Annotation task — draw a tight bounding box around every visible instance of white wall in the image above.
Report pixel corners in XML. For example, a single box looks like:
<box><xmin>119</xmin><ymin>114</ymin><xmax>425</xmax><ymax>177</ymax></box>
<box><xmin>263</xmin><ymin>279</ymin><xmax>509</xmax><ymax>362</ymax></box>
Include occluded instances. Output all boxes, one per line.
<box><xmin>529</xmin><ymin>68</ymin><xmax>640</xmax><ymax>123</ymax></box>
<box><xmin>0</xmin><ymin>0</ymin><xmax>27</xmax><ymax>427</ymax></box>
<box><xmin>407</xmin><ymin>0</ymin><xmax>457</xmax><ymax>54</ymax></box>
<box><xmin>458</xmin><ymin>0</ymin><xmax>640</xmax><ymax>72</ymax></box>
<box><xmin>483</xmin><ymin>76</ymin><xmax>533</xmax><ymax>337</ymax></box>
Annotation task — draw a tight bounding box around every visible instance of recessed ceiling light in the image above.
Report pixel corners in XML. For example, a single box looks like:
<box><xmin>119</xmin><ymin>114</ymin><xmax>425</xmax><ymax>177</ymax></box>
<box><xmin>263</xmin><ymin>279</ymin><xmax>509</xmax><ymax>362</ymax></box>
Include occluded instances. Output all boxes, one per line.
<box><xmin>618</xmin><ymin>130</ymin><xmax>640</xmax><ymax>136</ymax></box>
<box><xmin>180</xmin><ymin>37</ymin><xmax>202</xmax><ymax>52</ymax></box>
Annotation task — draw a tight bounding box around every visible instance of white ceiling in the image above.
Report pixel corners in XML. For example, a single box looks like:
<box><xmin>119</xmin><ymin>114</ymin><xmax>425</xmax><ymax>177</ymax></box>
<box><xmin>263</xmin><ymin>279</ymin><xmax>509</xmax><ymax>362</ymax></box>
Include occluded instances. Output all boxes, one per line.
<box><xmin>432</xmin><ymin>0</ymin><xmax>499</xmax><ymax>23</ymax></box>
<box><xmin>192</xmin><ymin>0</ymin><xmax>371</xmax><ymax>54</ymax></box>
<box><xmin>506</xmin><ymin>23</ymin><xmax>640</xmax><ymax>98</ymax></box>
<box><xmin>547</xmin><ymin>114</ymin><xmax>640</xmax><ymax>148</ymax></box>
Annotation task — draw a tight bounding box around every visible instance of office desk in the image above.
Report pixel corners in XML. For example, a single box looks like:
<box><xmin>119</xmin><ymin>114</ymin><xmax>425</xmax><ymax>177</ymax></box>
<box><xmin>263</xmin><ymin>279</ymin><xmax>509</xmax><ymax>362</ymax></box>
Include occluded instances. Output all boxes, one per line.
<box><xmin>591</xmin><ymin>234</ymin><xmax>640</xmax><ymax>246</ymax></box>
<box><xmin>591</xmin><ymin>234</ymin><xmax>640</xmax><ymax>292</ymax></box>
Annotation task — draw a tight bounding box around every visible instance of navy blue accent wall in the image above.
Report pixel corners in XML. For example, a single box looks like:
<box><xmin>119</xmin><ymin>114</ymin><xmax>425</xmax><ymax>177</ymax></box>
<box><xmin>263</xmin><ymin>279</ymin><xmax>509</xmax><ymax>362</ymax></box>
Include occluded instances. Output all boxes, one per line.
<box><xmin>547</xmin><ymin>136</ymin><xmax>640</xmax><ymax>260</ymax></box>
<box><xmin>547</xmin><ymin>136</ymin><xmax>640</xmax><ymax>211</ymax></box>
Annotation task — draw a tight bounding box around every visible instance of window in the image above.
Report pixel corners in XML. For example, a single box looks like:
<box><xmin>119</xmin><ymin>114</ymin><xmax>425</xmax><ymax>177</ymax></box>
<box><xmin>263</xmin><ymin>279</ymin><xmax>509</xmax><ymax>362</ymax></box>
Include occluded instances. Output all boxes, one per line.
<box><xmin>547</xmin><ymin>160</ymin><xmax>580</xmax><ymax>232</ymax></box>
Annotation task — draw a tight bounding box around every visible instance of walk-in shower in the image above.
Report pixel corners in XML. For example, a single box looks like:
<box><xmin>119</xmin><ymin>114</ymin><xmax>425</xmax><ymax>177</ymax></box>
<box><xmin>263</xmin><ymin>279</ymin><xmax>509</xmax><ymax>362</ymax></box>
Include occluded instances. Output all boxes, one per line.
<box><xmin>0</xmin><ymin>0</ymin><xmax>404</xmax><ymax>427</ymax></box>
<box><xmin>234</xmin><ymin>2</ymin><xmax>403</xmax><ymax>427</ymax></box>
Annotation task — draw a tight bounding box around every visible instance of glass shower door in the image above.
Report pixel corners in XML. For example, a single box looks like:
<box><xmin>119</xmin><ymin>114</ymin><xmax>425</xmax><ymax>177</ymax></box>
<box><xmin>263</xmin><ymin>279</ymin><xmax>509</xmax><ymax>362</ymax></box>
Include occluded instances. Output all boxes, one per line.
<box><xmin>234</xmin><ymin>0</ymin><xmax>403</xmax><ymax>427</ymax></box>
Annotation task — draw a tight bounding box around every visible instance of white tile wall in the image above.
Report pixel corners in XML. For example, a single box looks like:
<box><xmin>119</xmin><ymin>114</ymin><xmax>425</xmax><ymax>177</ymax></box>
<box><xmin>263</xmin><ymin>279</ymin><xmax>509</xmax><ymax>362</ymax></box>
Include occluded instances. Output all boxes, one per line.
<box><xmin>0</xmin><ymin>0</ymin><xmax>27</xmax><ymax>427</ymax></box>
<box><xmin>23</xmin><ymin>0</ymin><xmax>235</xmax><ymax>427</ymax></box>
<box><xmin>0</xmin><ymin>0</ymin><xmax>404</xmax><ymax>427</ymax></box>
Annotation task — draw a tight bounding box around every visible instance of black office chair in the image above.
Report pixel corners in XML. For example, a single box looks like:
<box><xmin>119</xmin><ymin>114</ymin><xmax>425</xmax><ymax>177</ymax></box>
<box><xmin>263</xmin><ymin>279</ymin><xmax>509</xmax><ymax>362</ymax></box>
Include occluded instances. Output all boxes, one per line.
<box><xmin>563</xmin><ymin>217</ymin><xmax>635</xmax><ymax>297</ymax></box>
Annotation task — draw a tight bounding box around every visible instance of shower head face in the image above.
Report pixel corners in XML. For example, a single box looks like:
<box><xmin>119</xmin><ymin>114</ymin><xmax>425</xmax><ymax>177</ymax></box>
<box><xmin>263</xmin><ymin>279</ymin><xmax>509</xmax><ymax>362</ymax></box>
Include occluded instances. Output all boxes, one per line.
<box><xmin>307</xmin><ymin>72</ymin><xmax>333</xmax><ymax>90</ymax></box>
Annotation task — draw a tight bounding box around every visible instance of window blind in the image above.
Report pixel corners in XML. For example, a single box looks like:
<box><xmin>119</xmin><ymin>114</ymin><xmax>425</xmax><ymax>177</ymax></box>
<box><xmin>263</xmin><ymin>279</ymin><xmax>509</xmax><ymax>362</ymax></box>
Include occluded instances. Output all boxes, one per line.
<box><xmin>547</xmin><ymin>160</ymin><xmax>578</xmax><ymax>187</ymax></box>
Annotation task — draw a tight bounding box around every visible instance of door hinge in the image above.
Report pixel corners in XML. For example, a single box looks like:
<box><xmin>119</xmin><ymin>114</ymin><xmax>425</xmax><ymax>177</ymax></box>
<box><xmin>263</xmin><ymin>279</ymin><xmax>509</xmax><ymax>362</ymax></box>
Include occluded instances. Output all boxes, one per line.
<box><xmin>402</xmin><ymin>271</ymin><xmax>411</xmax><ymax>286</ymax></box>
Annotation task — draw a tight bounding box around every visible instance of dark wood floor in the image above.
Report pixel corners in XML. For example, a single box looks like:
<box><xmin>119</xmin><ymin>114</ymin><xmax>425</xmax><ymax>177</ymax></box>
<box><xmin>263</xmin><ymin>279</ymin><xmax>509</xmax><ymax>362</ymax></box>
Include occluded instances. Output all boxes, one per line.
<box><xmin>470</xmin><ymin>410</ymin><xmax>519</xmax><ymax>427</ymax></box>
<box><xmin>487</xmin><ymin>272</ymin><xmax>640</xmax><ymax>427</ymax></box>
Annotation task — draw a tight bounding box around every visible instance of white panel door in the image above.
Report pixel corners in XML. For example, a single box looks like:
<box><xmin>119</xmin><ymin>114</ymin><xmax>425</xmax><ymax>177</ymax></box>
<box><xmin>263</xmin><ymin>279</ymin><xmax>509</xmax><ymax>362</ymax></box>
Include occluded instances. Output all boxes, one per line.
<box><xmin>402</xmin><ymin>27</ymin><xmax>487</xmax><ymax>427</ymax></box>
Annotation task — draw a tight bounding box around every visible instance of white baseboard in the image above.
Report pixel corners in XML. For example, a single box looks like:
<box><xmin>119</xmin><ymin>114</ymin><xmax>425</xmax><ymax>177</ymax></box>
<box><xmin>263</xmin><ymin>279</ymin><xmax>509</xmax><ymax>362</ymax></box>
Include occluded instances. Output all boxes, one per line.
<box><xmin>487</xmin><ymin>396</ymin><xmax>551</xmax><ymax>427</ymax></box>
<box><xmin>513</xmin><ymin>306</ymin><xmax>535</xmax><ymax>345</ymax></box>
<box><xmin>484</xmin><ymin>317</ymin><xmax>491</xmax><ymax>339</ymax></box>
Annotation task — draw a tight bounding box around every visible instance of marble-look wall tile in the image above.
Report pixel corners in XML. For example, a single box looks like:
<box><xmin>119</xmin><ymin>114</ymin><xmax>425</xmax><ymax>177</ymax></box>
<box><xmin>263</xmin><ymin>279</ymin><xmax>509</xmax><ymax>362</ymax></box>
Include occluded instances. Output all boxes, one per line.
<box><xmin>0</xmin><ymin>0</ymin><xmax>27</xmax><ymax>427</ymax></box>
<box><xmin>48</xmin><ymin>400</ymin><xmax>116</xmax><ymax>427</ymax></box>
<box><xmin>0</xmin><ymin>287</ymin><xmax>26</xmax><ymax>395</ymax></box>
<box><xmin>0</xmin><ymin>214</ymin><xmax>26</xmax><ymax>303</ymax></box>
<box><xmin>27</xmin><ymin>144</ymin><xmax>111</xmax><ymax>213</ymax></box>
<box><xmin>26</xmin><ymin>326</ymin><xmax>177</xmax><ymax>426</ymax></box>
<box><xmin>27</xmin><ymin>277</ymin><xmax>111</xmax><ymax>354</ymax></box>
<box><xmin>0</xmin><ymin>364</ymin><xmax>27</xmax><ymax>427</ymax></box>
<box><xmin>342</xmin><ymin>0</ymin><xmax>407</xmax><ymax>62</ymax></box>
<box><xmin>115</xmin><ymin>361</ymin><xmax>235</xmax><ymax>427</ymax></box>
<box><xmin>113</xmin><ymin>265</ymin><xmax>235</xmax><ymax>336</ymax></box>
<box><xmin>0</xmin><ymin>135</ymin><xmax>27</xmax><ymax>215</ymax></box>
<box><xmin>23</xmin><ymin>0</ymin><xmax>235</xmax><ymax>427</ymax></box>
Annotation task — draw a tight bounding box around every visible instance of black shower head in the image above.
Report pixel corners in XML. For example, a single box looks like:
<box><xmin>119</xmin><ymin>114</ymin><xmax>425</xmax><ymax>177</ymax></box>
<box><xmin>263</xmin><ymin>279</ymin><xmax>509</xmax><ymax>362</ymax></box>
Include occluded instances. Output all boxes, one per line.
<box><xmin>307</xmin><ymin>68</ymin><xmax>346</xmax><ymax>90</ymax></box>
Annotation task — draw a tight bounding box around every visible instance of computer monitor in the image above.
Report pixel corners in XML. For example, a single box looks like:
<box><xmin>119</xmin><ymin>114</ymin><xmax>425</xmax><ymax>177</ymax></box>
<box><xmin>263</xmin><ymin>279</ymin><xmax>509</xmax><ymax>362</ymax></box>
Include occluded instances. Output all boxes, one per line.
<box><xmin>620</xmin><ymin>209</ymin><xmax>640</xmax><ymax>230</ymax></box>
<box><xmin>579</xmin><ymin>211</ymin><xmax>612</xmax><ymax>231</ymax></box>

※

Stated problem:
Write the lines from the one containing "monitor in the image above." through the end of the records, both ends included, as a numbered list, leaving out any blank lines.

The result:
1. Annotation task — draw a tight bounding box around every visible instance of computer monitor in the image above.
2. Report pixel corners in XML. For example, a single box looks like:
3. <box><xmin>119</xmin><ymin>114</ymin><xmax>425</xmax><ymax>177</ymax></box>
4. <box><xmin>263</xmin><ymin>279</ymin><xmax>509</xmax><ymax>362</ymax></box>
5. Include occluded instances. Output all boxes, one per line.
6. <box><xmin>620</xmin><ymin>209</ymin><xmax>640</xmax><ymax>230</ymax></box>
7. <box><xmin>579</xmin><ymin>211</ymin><xmax>612</xmax><ymax>231</ymax></box>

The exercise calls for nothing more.